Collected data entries
==========

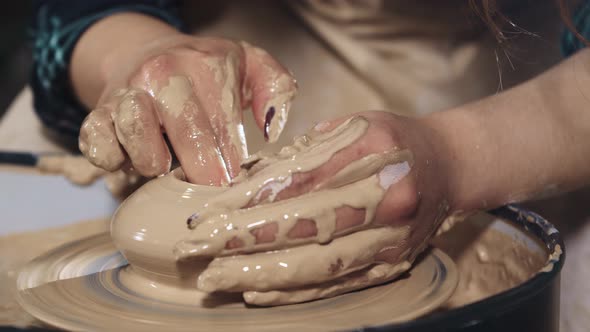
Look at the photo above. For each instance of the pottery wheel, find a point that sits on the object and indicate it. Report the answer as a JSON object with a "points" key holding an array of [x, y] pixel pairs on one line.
{"points": [[82, 286]]}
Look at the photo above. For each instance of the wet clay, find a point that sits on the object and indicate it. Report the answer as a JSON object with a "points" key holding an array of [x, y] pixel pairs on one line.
{"points": [[360, 185], [80, 171], [148, 228], [489, 261]]}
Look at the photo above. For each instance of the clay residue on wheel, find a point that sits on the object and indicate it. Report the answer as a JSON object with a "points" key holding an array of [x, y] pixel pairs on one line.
{"points": [[489, 261]]}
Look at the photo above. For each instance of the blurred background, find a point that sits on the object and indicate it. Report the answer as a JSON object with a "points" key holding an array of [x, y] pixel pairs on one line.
{"points": [[15, 55]]}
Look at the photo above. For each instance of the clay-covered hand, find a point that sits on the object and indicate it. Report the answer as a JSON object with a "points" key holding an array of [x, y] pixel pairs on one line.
{"points": [[347, 206], [194, 90]]}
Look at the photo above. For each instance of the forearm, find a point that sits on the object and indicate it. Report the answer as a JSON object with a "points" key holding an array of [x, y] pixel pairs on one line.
{"points": [[111, 41], [524, 143]]}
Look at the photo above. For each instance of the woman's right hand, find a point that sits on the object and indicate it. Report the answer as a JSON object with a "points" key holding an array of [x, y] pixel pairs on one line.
{"points": [[194, 90]]}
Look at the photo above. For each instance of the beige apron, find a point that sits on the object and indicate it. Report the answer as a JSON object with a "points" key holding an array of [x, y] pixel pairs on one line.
{"points": [[408, 57]]}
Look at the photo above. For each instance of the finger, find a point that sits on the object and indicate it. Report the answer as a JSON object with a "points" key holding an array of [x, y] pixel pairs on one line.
{"points": [[190, 133], [220, 98], [293, 267], [98, 140], [271, 89], [371, 276], [138, 130], [265, 183]]}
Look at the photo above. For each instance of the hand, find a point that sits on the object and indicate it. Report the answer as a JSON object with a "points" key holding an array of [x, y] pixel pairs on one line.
{"points": [[348, 206], [194, 90]]}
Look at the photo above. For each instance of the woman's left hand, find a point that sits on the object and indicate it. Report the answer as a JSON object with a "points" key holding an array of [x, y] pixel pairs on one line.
{"points": [[348, 206]]}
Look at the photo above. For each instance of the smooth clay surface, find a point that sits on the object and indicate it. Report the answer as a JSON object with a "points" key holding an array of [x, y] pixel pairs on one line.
{"points": [[489, 261], [113, 297]]}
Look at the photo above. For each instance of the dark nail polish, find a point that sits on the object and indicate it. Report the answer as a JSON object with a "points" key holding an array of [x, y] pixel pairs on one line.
{"points": [[269, 115]]}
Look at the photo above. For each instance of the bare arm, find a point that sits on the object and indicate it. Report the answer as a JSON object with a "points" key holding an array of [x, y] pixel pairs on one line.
{"points": [[525, 143], [142, 78]]}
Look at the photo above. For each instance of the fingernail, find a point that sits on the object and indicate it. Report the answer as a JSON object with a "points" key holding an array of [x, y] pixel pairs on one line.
{"points": [[268, 118], [190, 221], [391, 174]]}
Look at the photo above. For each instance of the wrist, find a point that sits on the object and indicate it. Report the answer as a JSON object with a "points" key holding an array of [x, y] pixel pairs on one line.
{"points": [[463, 145], [133, 46], [109, 44]]}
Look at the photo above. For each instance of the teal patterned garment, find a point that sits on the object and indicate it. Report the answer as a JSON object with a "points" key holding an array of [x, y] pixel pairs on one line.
{"points": [[570, 43], [55, 29]]}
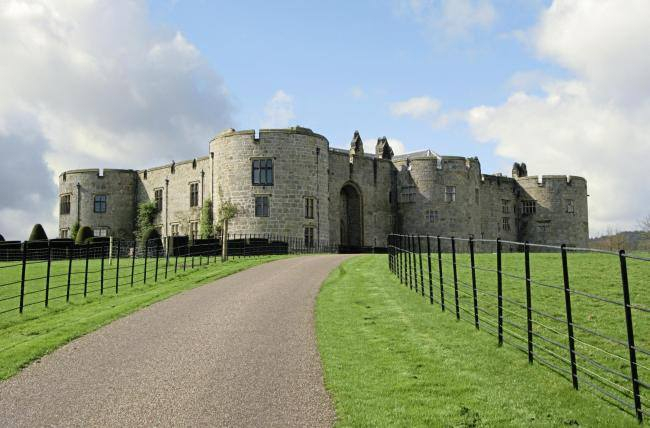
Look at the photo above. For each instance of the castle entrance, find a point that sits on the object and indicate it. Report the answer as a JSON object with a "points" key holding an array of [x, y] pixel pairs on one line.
{"points": [[351, 220]]}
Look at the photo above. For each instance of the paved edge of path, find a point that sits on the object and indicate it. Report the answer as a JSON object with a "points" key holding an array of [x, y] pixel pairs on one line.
{"points": [[240, 351]]}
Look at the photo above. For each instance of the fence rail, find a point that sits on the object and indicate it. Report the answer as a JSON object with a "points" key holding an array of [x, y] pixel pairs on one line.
{"points": [[582, 313], [41, 276]]}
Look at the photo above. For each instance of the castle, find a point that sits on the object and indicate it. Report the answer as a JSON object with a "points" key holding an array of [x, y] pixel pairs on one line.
{"points": [[290, 182]]}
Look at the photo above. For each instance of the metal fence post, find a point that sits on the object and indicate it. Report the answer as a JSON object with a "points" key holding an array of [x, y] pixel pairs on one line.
{"points": [[67, 289], [86, 271], [529, 302], [429, 267], [117, 267], [101, 271], [22, 278], [630, 337], [442, 287], [474, 290], [146, 256], [499, 294], [569, 317], [47, 275], [453, 258], [421, 274], [135, 250]]}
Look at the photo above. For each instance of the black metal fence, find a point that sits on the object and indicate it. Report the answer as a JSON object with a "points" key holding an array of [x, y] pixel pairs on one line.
{"points": [[583, 313], [43, 272]]}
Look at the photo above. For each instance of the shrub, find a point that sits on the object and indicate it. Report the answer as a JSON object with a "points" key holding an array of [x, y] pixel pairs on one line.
{"points": [[206, 227], [38, 233], [85, 234], [74, 230]]}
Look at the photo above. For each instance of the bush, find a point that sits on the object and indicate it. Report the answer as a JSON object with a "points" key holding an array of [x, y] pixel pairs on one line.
{"points": [[85, 234], [74, 230], [38, 233]]}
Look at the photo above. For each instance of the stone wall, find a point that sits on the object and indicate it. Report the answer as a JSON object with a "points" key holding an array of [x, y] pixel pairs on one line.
{"points": [[119, 186], [300, 164]]}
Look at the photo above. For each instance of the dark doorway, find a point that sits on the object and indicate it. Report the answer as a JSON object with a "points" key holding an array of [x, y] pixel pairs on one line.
{"points": [[351, 223]]}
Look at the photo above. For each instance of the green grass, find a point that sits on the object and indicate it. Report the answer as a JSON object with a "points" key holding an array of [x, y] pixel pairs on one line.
{"points": [[25, 338], [392, 359]]}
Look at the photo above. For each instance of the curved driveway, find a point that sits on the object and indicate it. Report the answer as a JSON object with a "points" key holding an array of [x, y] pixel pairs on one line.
{"points": [[238, 352]]}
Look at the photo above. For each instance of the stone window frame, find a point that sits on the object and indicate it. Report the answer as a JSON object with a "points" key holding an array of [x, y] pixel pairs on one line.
{"points": [[450, 193], [505, 224], [407, 194], [99, 205], [528, 207], [570, 206], [309, 237], [310, 203], [505, 206], [432, 216], [158, 201], [262, 212], [262, 167], [194, 194], [64, 207], [175, 229], [101, 231], [193, 229]]}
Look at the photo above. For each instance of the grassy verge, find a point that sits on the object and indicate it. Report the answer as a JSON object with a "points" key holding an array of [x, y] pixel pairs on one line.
{"points": [[390, 359], [41, 330]]}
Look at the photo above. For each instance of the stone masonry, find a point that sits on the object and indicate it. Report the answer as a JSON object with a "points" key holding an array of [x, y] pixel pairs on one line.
{"points": [[356, 198]]}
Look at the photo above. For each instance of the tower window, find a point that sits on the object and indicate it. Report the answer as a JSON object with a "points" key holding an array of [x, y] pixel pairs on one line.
{"points": [[262, 172], [528, 207], [309, 207], [261, 206], [309, 237], [65, 204], [158, 199], [100, 204], [450, 193], [194, 194]]}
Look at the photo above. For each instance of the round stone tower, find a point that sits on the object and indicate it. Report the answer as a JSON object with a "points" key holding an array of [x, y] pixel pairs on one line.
{"points": [[560, 213], [103, 200], [278, 180]]}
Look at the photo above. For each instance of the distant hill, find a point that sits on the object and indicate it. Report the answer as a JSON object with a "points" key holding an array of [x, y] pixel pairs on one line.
{"points": [[636, 240]]}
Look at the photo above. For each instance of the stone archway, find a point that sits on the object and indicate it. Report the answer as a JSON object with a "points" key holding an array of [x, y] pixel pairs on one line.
{"points": [[351, 216]]}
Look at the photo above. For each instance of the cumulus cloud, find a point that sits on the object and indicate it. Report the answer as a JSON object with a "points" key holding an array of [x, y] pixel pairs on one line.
{"points": [[595, 124], [450, 18], [94, 84], [278, 112], [416, 107]]}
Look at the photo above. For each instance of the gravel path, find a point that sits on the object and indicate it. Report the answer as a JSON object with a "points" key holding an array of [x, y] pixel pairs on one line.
{"points": [[238, 352]]}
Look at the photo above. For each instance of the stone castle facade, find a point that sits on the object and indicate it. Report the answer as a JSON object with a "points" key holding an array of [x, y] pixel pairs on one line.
{"points": [[290, 182]]}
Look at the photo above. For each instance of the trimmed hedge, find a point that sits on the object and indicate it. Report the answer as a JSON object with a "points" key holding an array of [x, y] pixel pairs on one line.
{"points": [[38, 233]]}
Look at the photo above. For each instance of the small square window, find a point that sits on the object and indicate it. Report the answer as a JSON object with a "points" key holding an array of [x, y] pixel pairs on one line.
{"points": [[450, 193], [261, 206], [100, 204]]}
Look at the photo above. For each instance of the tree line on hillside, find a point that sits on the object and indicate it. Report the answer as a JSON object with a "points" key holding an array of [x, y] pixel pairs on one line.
{"points": [[638, 240]]}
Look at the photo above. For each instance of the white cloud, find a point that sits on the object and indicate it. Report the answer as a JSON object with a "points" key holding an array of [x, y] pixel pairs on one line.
{"points": [[278, 112], [597, 123], [451, 18], [94, 84], [416, 107]]}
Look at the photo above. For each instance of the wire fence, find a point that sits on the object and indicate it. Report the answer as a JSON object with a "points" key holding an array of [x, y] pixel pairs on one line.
{"points": [[45, 275], [583, 313]]}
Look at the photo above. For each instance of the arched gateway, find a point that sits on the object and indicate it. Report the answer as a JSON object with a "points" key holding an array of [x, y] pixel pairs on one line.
{"points": [[351, 218]]}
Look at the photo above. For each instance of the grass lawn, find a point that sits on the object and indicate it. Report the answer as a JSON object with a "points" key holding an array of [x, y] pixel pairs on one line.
{"points": [[392, 359], [40, 330]]}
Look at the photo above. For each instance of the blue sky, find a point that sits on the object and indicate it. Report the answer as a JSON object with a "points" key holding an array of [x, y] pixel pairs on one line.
{"points": [[560, 84], [324, 53]]}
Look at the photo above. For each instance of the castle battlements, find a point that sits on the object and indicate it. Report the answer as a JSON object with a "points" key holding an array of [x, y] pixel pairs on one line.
{"points": [[291, 182]]}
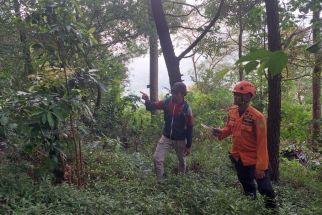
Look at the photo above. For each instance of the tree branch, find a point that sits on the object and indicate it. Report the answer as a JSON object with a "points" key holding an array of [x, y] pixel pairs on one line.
{"points": [[296, 78], [184, 27], [190, 5], [201, 36]]}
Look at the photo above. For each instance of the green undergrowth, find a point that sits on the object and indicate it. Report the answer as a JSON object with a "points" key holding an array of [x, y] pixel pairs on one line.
{"points": [[123, 182]]}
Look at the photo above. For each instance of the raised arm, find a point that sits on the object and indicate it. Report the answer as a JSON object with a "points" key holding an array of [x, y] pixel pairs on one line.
{"points": [[150, 105]]}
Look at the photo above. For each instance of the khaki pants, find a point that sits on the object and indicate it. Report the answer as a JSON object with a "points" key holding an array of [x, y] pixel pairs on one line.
{"points": [[162, 149]]}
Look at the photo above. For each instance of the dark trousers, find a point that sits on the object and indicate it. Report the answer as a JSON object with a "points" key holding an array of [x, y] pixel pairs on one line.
{"points": [[246, 176]]}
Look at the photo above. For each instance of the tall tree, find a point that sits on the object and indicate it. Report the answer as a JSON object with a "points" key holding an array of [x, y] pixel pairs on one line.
{"points": [[316, 81], [171, 60], [23, 39], [274, 85], [153, 43]]}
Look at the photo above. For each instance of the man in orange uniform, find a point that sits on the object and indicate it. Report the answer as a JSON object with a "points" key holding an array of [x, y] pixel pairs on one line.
{"points": [[249, 136]]}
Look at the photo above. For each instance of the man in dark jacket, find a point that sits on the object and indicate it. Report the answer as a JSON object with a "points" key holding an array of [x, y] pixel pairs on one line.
{"points": [[177, 130]]}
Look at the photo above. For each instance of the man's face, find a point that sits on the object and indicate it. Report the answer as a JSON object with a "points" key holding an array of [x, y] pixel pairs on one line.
{"points": [[177, 96], [241, 99]]}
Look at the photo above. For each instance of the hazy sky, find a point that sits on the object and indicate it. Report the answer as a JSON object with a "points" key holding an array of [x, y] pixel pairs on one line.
{"points": [[139, 74]]}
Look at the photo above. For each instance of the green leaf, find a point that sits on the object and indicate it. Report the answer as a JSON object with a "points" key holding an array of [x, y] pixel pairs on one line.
{"points": [[277, 62], [92, 30], [58, 115], [50, 120], [44, 119], [314, 48], [259, 54], [251, 66]]}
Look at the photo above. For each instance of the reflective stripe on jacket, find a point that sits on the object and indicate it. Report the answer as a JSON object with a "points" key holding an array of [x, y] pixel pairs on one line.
{"points": [[249, 137]]}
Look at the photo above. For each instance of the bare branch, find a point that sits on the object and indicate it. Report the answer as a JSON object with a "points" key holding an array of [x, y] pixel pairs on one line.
{"points": [[185, 27], [189, 5], [296, 78], [201, 36]]}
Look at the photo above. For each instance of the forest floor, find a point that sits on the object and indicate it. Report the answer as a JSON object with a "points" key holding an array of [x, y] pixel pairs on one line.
{"points": [[120, 181]]}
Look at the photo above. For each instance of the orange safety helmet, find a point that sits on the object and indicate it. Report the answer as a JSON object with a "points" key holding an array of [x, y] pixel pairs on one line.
{"points": [[245, 87]]}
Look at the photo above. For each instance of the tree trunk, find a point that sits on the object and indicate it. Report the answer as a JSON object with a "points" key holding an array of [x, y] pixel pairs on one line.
{"points": [[274, 91], [23, 39], [240, 39], [170, 58], [316, 81], [153, 66], [153, 43]]}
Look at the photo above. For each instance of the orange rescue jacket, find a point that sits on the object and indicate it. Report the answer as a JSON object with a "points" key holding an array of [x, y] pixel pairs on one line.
{"points": [[249, 137]]}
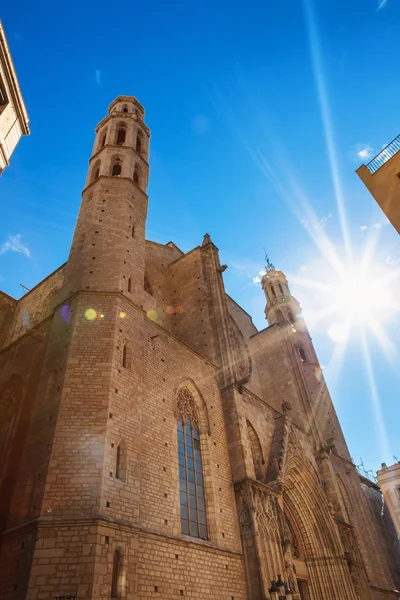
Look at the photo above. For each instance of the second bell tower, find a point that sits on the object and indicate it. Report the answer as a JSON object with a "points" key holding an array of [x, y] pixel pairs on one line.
{"points": [[107, 252]]}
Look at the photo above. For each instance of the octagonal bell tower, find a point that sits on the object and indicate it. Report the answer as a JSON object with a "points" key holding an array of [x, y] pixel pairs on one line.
{"points": [[108, 248], [281, 305]]}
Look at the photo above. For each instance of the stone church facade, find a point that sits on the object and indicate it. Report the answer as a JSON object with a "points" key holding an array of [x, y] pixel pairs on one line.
{"points": [[153, 443]]}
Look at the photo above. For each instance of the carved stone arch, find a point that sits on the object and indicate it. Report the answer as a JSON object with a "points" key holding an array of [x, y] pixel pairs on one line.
{"points": [[306, 502], [243, 363], [202, 412], [256, 451]]}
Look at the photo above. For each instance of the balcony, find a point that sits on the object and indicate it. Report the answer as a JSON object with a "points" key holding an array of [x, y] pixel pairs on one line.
{"points": [[383, 156]]}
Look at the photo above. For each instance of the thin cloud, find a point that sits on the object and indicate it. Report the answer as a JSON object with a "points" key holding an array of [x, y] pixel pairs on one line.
{"points": [[14, 243], [365, 152], [200, 125]]}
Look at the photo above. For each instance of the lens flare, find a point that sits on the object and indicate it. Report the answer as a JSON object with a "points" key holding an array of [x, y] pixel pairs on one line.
{"points": [[90, 314], [65, 313]]}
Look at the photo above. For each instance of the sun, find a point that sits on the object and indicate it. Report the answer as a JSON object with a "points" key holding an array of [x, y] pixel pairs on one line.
{"points": [[346, 298]]}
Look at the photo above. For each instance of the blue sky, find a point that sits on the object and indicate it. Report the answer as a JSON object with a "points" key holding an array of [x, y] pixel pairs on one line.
{"points": [[260, 113]]}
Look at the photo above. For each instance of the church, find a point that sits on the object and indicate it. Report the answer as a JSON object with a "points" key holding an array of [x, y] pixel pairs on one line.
{"points": [[153, 443]]}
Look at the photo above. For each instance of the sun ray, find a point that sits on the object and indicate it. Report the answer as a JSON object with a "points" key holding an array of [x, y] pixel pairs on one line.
{"points": [[316, 58], [376, 404]]}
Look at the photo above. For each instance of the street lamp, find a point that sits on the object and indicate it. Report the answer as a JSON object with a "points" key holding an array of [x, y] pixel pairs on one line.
{"points": [[274, 591], [288, 592], [280, 590]]}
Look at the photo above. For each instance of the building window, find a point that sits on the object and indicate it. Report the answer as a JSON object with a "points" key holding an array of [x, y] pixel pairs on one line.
{"points": [[256, 451], [139, 142], [127, 355], [116, 584], [191, 486], [116, 168], [120, 462], [3, 96], [302, 354], [147, 285], [121, 135], [96, 171]]}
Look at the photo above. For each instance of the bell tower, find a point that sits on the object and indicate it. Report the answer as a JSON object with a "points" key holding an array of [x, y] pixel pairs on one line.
{"points": [[281, 305], [107, 252]]}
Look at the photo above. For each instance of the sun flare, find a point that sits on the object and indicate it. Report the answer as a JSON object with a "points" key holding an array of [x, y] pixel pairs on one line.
{"points": [[358, 298]]}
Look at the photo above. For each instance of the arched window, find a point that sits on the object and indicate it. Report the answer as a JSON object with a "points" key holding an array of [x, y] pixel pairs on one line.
{"points": [[139, 144], [147, 285], [116, 584], [302, 354], [96, 171], [121, 135], [256, 451], [51, 383], [120, 462], [127, 355], [191, 486], [116, 168]]}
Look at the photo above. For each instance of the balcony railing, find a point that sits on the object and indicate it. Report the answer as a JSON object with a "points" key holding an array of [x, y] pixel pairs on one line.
{"points": [[383, 156]]}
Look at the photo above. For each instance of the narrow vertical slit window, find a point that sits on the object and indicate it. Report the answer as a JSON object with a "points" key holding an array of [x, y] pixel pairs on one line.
{"points": [[116, 582], [191, 484]]}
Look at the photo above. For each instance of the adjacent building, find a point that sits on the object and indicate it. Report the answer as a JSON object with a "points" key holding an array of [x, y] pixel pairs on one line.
{"points": [[381, 176], [389, 482], [154, 443], [14, 121]]}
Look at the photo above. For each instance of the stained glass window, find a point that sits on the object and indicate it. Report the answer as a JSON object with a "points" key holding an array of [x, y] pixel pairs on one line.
{"points": [[191, 485]]}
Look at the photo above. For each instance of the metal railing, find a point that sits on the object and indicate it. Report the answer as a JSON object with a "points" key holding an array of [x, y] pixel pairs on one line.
{"points": [[383, 156]]}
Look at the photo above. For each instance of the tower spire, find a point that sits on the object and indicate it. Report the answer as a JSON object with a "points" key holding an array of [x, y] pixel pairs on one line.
{"points": [[268, 266], [281, 305]]}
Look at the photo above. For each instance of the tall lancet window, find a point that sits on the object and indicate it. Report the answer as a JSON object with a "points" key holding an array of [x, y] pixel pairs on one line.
{"points": [[191, 486], [121, 135]]}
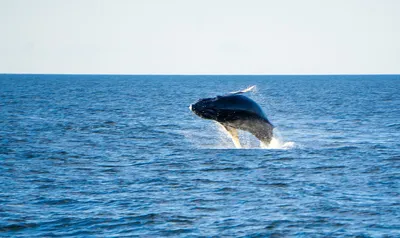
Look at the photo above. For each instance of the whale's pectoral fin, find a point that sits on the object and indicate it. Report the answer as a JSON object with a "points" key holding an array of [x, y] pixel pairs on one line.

==========

• _EXERCISE BRIEF_:
Exactly repeat every line from the line that includes "balcony railing, find" to the end of the listing, and nothing else, leaving pictures out.

• _EXPECTED OUTPUT_:
Look at the photo above. For each instance of the balcony railing, find a point that sits on the object and indicate it. Report the answer as a JSON object with a "points" key holding an array of [x, y] pixel pairs on one line.
{"points": [[383, 156]]}
Look at the photo above. For each instance of the narrow vertical slit window, find a point that sits on the object and indicate it. Report the answer as a JSON object with a "points" key holding an array of [x, y] pixel pairs on one line.
{"points": [[116, 582], [191, 484]]}
Look at the photo above. For each instance of the adjacent building, find a point that sits on the object and indicate it. Report the answer as a JSON object with a "points" key holding an array of [x, y] pixel pairs on one line.
{"points": [[381, 176], [389, 482], [154, 443], [14, 121]]}
Look at the photo above. For each instance of the stained glass window, find a point that sits on the object and indicate it. Report the answer as a JSON object with a "points" key holding an array of [x, y] pixel pairs on one line.
{"points": [[191, 485]]}
Look at the photo above. For each instance of the metal railing, find a point that sits on the object and indicate it. Report the answer as a JSON object with a "points" key holding an array of [x, y] pixel pairs on one line.
{"points": [[383, 156]]}
Look at the photo above. For each instance of the tower spire, find a point that sits on the object and indicate it. Report the answer as a JSON object with a "points" key holding an array of [x, y] pixel pairs on one line.
{"points": [[268, 266], [281, 305]]}
Look at the photo above. For each instance of the tall lancet window, find a point that sits on the object and indicate it. Report the answer as a JSON object with a "points" key holding an array of [x, y] pixel pairs on one line.
{"points": [[191, 486], [121, 135]]}
Look at the photo above. For each instance of the whale's pectoral fin, find a point that sits on the object and indicate it. Report the answer as a JSON object with a "points" key holding an array of [x, y] pixel pairs on one line.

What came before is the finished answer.